Start of Record extracts
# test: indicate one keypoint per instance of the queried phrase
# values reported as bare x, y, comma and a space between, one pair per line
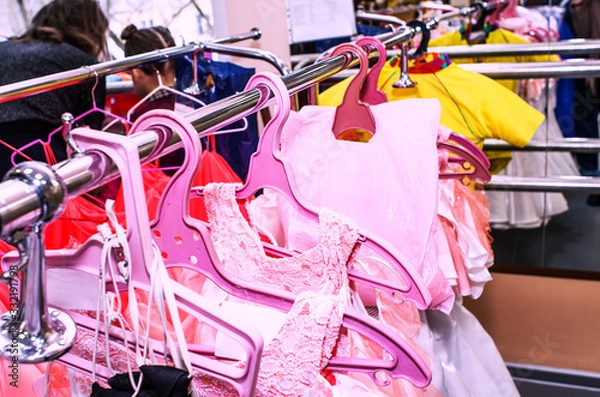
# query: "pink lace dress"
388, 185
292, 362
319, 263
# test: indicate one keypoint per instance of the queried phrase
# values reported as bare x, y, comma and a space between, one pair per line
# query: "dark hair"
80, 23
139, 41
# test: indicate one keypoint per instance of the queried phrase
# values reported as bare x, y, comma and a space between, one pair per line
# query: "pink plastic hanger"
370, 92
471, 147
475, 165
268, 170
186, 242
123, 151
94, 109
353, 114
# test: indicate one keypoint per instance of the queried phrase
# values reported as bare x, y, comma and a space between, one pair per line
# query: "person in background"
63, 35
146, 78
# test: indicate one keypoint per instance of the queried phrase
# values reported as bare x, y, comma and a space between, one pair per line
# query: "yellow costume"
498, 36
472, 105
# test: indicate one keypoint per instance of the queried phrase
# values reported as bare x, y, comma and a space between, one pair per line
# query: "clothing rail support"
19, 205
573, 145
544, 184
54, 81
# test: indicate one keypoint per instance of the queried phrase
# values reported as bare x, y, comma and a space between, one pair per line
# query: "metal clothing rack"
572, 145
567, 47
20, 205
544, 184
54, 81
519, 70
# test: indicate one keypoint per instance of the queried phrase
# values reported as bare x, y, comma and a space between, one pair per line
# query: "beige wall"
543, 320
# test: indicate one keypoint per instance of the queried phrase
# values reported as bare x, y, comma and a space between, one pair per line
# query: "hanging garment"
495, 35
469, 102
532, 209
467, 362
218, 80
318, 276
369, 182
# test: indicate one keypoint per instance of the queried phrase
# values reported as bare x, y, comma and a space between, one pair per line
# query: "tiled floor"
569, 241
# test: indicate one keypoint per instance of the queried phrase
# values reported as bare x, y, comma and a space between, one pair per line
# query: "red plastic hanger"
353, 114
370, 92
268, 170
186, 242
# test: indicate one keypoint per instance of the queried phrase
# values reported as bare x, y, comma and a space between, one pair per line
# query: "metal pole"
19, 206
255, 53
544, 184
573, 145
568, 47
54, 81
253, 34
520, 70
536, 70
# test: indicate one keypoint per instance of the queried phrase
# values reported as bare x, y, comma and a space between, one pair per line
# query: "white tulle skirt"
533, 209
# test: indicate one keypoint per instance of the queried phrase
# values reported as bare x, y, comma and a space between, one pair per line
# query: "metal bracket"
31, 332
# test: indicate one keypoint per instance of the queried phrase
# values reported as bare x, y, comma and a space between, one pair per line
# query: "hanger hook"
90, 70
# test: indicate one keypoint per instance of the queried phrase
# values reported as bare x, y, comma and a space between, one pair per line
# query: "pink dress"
End of Record extracts
Start of Record extracts
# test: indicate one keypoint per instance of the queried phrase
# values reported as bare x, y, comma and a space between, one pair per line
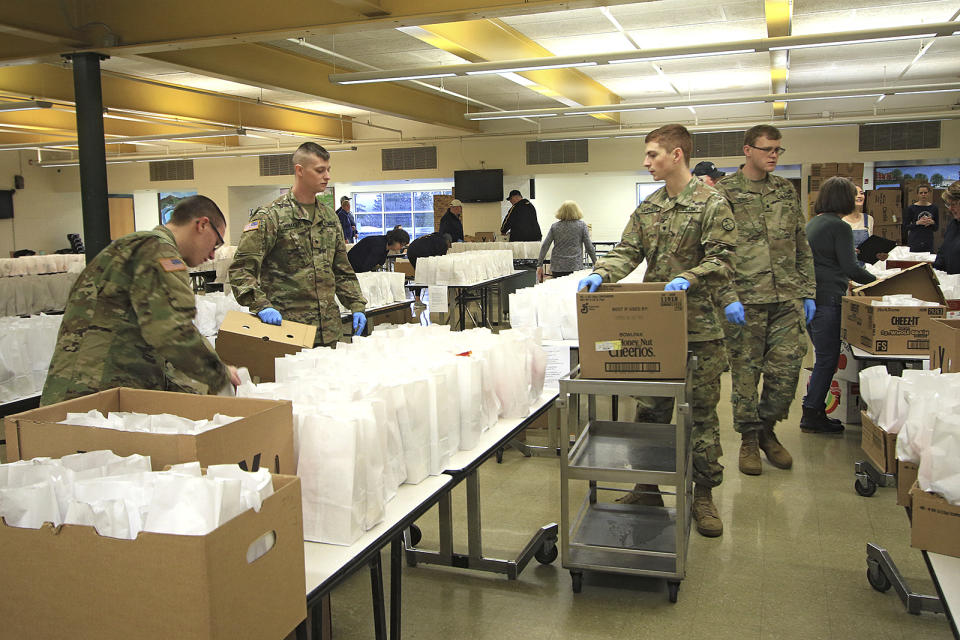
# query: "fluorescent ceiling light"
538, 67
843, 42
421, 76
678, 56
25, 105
End of Record extracts
**Given task**.
List every line in the records above that contains the string "pink", treating uppercase and lowercase as different.

**Output of the exercise**.
# query: "pink lace dress"
# query: "pink plastic hanger"
# query: "pink dress"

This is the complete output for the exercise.